§ The task
Only the lines from the one with "For the warning" through the last belong in the output; print them exactly as given below.

......

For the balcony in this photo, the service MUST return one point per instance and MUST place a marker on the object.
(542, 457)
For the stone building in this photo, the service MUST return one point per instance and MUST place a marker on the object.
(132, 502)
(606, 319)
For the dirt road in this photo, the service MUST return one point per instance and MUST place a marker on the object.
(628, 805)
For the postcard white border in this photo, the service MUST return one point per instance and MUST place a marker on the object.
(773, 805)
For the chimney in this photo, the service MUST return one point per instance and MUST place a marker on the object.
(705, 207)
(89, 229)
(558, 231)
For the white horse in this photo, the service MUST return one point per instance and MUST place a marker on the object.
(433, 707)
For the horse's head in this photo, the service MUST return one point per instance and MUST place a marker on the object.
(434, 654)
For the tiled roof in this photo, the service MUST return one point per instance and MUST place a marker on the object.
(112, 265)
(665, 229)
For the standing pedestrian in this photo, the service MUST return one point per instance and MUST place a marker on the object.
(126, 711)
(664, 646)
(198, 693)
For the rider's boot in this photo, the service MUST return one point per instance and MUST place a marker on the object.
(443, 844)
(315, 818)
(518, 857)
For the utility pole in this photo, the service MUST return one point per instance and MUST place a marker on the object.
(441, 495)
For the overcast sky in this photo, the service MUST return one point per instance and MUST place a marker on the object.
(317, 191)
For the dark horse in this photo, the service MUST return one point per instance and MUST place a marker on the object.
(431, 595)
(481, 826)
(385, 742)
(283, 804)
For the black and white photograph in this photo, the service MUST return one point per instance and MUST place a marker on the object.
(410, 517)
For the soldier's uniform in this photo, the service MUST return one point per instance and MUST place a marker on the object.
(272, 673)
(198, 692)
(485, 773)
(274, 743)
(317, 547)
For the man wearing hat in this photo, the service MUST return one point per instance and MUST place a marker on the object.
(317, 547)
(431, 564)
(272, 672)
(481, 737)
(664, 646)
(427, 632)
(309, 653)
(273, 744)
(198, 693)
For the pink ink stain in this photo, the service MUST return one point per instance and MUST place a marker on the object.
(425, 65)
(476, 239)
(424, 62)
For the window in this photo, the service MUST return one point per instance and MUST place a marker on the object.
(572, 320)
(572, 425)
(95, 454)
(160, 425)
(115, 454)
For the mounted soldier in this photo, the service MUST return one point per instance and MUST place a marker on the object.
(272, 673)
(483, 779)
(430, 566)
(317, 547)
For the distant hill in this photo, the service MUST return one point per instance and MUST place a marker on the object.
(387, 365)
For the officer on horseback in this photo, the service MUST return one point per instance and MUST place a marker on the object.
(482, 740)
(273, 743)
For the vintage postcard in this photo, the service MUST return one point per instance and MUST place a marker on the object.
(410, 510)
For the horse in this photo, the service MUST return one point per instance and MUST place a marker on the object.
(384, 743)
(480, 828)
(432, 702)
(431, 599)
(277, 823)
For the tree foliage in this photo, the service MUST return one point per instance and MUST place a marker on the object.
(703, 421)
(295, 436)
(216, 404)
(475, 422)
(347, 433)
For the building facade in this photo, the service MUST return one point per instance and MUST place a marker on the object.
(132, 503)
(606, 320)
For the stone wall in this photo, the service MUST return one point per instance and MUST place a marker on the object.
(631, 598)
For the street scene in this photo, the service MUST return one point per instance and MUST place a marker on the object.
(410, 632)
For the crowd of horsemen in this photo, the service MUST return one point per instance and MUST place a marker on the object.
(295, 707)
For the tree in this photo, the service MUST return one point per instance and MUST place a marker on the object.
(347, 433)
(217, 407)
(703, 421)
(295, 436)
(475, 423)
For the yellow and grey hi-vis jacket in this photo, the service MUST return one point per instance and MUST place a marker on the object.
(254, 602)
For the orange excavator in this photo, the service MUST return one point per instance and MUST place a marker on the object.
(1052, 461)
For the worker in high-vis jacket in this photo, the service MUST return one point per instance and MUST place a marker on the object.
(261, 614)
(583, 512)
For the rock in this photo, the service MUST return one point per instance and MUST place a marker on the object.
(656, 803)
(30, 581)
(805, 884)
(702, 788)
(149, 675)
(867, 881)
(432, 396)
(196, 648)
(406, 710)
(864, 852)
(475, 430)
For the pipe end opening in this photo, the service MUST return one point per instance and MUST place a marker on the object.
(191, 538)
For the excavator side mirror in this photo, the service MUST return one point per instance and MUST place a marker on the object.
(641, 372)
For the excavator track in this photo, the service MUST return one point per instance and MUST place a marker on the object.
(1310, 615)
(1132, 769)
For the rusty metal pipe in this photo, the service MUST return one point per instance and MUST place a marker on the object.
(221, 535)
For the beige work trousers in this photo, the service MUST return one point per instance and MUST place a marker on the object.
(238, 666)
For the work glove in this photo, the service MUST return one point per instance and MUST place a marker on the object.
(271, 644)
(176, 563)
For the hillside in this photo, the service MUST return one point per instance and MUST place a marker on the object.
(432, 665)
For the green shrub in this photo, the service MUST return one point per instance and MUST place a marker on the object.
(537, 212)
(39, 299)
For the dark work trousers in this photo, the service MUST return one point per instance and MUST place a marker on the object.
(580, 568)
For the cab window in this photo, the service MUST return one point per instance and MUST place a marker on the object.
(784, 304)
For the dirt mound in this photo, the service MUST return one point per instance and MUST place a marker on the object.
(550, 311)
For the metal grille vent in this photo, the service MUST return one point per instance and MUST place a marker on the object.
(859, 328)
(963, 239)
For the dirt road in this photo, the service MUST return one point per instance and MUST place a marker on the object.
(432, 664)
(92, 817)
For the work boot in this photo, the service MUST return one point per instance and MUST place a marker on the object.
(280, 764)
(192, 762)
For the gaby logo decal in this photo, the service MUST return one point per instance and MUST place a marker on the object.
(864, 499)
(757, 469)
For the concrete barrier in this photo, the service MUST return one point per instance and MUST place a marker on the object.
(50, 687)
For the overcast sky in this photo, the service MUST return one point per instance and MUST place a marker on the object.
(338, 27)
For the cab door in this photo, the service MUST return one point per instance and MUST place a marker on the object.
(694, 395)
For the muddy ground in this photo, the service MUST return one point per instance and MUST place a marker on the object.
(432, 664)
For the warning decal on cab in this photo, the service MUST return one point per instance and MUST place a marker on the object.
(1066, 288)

......

§ Answer box
For the warning decal on cab in this photo, the service MUST return one point per instance and MUST place a marker on the object.
(1066, 288)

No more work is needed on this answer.